** start ENTRIES SUPPLIED **
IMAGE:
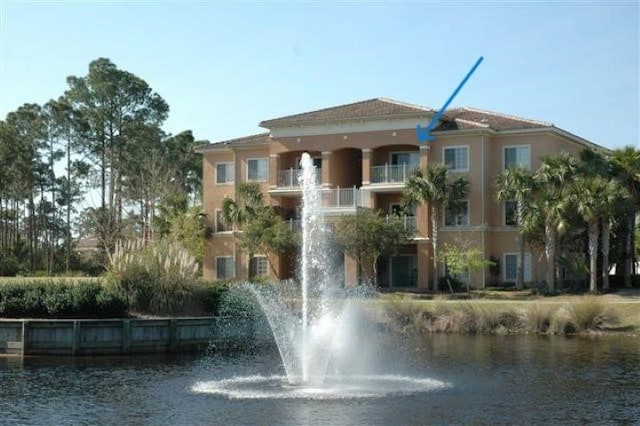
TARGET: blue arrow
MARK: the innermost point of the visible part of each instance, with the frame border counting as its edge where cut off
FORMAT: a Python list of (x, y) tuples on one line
[(423, 134)]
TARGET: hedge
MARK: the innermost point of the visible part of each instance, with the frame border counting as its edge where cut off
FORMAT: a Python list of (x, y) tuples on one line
[(50, 299)]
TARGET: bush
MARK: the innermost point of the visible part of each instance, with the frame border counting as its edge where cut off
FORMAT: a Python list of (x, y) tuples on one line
[(207, 296), (49, 299)]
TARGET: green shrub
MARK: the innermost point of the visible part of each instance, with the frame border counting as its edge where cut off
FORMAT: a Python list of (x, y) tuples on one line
[(207, 296), (49, 299)]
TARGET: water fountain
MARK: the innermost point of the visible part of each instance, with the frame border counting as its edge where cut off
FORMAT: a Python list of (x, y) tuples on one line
[(323, 343)]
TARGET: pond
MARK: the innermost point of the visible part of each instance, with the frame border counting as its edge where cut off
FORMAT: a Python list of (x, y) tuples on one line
[(462, 379)]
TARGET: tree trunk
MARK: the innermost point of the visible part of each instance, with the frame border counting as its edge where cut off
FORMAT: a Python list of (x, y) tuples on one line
[(550, 254), (593, 256), (434, 244), (629, 252), (67, 255), (606, 233), (520, 277)]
** end ENTRIES SUPPLIED **
Reproduce every line of the material above word for word, omitting the pictures.

IMAGE:
TARGET: blue arrow
MARK: the innermost point of the visible part of each instance, with the frame border counting as its edge where cut off
FORMAT: a Python list of (x, y) tuples on one line
[(423, 134)]
TARGET: hedge
MARK: the innermost point of the visible part of each instance, with the frame border counting as its edge where cut off
FORMAT: a Python list of (x, y) tuples on one line
[(50, 299)]
TARGET: bush
MARK: the innermost point of the visible part of each instance, with the frame border counting as its edge where cut off
FORMAT: a Python list of (x, y) tuples on one line
[(207, 296), (49, 299)]
TARGET: green shrub
MARK: the innermost point of the visible part of each instance, with the frame border counting as its edge where cut off
FORMAT: a Python list of (x, y) tuples on one line
[(207, 296), (49, 299)]
TARGET: water fountain
MARK: the innermost point of the visible part of each instance, with the frame border counting as its edge where cut off
FORMAT: a Python list of (x, y) tuples on one line
[(323, 343)]
TARGET: pond
MARK: the innermost point of the visible part of each instance, with the frame border counting as its edge where cut off
FORMAT: a Python list of (x, y) tuples on one line
[(462, 379)]
TARGET: tree trunk
MARK: the innermost point of the visible part of each instance, with the frame border counting as its edge where cut off
FORMAT: a Python list of (x, y) tuples on one line
[(550, 254), (593, 256), (434, 244), (629, 252), (67, 255), (606, 233), (520, 277)]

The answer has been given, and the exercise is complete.